### Requisitos da tarefa
[A] Por favor, repita sem nenhuma alteração o trecho sobre a desconsideração da personalidade jurídica, tudo desde "SOCIEDADE ANÔNIMA FECHADA." até "11/05/2021) (grifo nosso)".
[B] Apresente como lista JSON de strings, uma por linha e sem as linhas em branco, somente as linhas dos registros desde a que contém "612, row 124." até a que contém "column 143, row 145", incluindo ambas.

### Trecho do documento
..............................

SOCIEDADE ANÔNIMA FECHADA. DESCONSIDERAÇÃO DA PERSONALIDADE JURÍDICA. POSSIBILIDADE. A desconsideração da personalidade jurídica de sociedade anônima fechada é possível, dada a sua semelhança com a sociedade por quotas de responsabilidade limitada, mormente quando os sócios indicados pelo exequente permaneceram na Diretoria da reclamada ao longo de todo o período do vínculo empregatício do autor. (TRT-1 – AP: 01003298120175010483 RJ, Relator: TANIA DA SILVA GARCIA, Data de Julgamento: 03/05/2021, Quarta Turma, Data de Publicação: 11/05/2021) (grifo nosso)

..............................

### Listagem
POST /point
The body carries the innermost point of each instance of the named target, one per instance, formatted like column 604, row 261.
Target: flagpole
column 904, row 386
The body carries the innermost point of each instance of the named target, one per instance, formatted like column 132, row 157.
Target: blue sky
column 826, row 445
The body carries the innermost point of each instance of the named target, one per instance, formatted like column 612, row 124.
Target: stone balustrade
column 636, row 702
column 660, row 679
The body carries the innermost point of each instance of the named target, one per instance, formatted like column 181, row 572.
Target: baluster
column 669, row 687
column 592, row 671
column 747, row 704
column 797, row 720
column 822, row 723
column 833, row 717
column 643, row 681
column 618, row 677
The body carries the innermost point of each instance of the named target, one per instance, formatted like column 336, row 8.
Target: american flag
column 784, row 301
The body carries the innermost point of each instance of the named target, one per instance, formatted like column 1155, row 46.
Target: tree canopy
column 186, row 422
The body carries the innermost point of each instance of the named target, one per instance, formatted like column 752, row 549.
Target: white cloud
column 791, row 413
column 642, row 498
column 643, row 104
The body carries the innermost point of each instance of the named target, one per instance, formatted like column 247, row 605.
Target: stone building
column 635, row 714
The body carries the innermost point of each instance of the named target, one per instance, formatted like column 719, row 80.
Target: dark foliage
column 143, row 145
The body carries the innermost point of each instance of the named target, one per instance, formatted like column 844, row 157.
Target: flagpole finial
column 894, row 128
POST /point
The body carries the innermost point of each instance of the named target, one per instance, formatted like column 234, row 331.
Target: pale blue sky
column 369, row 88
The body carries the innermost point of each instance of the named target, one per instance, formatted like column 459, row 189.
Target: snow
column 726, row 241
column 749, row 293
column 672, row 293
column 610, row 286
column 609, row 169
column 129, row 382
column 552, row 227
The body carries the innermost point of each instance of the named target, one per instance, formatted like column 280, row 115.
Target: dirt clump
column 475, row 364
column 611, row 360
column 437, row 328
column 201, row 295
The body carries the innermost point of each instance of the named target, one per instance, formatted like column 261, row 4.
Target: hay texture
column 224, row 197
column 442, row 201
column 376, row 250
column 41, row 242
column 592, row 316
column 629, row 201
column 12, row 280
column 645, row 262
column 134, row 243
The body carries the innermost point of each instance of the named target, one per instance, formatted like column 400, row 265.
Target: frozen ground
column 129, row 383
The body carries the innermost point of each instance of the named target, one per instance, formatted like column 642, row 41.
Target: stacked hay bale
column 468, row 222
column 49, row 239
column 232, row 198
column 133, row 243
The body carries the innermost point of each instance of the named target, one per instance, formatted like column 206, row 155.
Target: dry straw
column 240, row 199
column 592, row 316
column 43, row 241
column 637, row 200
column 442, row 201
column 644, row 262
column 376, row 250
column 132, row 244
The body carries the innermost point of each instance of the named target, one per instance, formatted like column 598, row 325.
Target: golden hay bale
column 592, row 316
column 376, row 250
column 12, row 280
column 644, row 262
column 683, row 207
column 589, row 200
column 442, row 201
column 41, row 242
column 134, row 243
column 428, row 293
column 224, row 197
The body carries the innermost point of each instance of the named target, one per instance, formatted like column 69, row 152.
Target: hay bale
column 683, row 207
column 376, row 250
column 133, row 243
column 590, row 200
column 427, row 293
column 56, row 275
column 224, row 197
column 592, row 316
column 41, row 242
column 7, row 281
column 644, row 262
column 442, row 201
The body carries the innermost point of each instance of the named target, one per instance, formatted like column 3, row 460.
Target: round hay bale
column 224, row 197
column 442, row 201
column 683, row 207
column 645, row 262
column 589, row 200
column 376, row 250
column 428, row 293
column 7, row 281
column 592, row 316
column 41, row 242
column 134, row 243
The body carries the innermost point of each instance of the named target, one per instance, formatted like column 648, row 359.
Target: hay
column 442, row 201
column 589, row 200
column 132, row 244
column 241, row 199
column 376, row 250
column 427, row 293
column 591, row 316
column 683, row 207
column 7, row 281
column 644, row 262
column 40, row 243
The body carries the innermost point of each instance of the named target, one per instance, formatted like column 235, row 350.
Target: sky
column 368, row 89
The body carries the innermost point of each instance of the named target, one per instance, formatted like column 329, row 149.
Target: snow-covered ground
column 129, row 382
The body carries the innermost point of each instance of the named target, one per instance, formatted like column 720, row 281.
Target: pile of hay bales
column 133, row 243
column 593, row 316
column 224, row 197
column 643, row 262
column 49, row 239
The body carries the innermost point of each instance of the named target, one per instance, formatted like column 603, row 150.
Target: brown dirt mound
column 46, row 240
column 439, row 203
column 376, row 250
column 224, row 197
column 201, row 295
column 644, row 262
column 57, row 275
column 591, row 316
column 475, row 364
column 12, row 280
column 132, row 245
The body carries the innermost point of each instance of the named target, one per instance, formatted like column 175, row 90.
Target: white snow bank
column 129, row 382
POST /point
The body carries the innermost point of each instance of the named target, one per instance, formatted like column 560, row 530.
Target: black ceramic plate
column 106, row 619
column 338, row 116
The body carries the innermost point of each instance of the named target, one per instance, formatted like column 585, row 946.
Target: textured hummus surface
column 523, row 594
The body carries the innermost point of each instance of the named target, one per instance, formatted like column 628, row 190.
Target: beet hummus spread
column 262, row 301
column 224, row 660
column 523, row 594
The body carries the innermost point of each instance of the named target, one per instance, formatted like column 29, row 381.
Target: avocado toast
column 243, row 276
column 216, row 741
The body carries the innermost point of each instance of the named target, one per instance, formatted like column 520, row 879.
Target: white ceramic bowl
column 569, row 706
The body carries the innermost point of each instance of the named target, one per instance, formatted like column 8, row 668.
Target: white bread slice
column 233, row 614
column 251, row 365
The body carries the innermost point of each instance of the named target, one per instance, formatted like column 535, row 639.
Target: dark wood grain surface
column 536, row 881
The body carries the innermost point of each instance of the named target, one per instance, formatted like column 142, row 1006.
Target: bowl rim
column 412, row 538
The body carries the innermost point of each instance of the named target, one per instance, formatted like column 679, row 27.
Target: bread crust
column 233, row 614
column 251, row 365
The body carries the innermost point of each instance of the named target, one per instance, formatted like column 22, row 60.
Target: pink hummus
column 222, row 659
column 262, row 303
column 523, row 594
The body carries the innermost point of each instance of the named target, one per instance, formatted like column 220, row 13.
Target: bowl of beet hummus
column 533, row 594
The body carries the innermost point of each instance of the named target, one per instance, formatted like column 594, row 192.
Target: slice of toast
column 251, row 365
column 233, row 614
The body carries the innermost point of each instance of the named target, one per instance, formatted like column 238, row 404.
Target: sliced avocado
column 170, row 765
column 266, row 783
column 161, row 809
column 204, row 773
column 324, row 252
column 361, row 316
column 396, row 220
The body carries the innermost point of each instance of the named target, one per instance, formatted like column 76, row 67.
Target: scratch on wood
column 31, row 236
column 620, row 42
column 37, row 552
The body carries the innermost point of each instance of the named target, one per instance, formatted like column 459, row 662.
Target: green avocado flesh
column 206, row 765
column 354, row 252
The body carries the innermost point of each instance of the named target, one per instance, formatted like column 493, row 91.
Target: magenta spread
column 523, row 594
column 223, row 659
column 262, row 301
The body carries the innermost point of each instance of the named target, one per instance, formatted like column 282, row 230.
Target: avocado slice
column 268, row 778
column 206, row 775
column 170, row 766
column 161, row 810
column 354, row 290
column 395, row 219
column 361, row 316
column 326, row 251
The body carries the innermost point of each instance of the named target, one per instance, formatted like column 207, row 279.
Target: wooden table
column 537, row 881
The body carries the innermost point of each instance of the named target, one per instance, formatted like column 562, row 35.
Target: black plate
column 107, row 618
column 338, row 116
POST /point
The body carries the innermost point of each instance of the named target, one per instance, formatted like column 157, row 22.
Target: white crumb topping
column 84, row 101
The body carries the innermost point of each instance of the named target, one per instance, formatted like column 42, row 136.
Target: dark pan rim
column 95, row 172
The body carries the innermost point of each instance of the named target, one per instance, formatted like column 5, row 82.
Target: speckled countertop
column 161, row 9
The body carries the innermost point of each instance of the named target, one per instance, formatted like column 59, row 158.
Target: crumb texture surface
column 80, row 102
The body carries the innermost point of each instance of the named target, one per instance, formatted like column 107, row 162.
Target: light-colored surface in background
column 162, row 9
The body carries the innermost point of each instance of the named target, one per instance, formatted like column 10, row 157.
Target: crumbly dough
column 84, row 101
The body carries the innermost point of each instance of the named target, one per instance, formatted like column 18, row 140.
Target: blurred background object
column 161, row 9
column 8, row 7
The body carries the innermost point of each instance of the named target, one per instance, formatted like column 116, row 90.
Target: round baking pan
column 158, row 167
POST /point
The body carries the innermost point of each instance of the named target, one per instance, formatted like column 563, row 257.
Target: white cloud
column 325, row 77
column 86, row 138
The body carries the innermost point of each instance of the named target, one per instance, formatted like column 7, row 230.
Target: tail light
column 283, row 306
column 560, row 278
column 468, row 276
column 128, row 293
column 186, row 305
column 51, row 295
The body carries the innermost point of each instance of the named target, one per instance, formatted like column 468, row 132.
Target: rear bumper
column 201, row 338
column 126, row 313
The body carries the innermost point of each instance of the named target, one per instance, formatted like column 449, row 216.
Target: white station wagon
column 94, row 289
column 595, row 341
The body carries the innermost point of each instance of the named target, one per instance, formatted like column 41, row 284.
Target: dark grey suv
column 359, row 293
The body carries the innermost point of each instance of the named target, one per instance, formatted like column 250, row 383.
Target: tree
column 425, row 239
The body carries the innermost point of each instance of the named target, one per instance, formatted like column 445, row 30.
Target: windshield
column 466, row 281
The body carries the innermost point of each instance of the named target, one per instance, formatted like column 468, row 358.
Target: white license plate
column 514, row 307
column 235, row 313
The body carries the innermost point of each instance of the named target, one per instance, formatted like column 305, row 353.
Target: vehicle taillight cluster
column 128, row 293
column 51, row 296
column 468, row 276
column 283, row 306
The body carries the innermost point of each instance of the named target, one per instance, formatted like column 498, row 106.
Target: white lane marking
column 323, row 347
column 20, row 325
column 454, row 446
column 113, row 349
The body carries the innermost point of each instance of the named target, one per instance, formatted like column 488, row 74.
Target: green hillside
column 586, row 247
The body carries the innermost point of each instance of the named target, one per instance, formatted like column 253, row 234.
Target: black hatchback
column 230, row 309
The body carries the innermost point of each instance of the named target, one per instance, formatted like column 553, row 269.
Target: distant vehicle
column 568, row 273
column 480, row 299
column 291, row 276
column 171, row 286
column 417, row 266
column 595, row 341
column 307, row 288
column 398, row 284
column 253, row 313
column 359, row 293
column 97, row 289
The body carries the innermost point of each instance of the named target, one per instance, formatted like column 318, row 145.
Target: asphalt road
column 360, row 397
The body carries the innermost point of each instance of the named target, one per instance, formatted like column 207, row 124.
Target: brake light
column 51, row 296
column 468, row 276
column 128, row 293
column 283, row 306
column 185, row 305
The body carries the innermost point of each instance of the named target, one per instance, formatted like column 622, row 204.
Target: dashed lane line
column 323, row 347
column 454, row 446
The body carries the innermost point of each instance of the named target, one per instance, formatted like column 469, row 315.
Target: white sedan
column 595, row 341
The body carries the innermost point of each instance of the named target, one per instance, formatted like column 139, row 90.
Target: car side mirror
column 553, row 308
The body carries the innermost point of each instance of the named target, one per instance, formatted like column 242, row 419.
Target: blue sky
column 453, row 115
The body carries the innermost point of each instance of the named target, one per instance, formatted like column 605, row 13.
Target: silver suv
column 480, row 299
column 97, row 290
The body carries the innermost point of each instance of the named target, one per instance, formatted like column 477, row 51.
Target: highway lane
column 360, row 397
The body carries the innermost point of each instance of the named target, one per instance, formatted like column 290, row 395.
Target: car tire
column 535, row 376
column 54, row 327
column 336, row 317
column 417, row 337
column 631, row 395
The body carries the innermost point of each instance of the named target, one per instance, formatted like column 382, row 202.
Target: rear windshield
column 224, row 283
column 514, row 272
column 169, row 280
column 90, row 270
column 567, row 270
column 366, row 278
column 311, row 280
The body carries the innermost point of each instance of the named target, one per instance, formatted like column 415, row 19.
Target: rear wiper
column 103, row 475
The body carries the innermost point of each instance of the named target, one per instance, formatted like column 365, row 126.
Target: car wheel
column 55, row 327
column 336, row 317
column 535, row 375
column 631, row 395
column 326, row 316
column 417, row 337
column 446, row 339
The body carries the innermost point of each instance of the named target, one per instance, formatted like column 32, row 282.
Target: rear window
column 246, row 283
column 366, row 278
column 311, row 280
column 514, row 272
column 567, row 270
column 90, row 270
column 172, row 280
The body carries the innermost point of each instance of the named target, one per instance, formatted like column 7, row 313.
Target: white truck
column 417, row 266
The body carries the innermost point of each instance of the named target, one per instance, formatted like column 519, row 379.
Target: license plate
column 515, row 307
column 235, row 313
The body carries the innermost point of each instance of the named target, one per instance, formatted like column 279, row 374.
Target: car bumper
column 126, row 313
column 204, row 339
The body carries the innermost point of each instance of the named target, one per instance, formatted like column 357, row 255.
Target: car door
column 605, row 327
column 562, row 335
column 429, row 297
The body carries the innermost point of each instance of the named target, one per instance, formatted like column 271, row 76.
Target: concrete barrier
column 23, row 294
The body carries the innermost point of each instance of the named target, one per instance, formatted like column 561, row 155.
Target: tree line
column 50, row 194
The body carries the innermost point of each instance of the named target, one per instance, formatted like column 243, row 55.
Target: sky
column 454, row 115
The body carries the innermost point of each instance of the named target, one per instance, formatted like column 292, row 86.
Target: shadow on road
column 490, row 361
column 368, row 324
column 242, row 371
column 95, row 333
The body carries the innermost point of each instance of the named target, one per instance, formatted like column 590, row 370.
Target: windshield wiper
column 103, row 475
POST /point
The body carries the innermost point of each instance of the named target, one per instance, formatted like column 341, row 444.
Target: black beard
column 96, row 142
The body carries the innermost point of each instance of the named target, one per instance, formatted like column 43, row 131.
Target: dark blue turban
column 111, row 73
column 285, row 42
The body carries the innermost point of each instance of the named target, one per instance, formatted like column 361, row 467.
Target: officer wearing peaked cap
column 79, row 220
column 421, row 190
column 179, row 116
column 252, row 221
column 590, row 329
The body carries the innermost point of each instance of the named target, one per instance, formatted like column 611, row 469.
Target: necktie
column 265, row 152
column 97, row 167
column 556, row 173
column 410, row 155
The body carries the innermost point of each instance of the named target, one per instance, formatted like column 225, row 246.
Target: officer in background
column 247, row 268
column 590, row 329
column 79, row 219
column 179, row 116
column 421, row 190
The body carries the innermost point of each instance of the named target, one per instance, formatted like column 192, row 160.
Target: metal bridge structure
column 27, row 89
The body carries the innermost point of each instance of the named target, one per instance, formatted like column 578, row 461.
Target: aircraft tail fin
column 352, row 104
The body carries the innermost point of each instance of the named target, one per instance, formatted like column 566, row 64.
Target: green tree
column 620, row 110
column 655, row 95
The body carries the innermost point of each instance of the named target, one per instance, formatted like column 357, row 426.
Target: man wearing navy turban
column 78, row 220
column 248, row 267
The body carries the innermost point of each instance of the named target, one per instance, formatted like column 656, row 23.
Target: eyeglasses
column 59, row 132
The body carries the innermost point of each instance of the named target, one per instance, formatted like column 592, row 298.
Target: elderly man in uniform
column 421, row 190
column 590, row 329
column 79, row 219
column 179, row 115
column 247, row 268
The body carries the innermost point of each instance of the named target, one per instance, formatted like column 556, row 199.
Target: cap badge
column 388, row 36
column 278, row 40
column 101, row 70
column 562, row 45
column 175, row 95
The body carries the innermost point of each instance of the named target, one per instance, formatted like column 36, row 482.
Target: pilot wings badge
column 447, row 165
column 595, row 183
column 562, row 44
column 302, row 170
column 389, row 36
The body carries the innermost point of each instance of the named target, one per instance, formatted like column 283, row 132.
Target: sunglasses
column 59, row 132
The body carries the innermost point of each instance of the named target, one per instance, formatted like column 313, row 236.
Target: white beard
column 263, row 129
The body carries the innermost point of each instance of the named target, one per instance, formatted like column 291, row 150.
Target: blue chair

..............................

### Conjunto de respostas
[A]
SOCIEDADE ANÔNIMA FECHADA. DESCONSIDERAÇÃO DA PERSONALIDADE JURÍDICA. POSSIBILIDADE. A desconsideração da personalidade jurídica de sociedade anônima fechada é possível, dada a sua semelhança com a sociedade por quotas de responsabilidade limitada, mormente quando os sócios indicados pelo exequente permaneceram na Diretoria da reclamada ao longo de todo o período do vínculo empregatício do autor. (TRT-1 – AP: 01003298120175010483 RJ, Relator: TANIA DA SILVA GARCIA, Data de Julgamento: 03/05/2021, Quarta Turma, Data de Publicação: 11/05/2021) (grifo nosso)

[B]
[
  "The body carries the innermost point of each instance of the named target, one per instance, formatted like column 612, row 124.",
  "Target: stone balustrade",
  "column 636, row 702",
  "column 660, row 679",
  "The body carries the innermost point of each instance of the named target, one per instance, formatted like column 181, row 572.",
  "Target: baluster",
  "column 669, row 687",
  "column 592, row 671",
  "column 747, row 704",
  "column 797, row 720",
  "column 822, row 723",
  "column 833, row 717",
  "column 643, row 681",
  "column 618, row 677",
  "The body carries the innermost point of each instance of the named target, one per instance, formatted like column 336, row 8.",
  "Target: american flag",
  "column 784, row 301",
  "The body carries the innermost point of each instance of the named target, one per instance, formatted like column 1155, row 46.",
  "Target: tree canopy",
  "column 186, row 422",
  "The body carries the innermost point of each instance of the named target, one per instance, formatted like column 752, row 549.",
  "Target: white cloud",
  "column 791, row 413",
  "column 642, row 498",
  "column 643, row 104",
  "The body carries the innermost point of each instance of the named target, one per instance, formatted like column 247, row 605.",
  "Target: stone building",
  "column 635, row 714",
  "The body carries the innermost point of each instance of the named target, one per instance, formatted like column 719, row 80.",
  "Target: dark foliage",
  "column 143, row 145"
]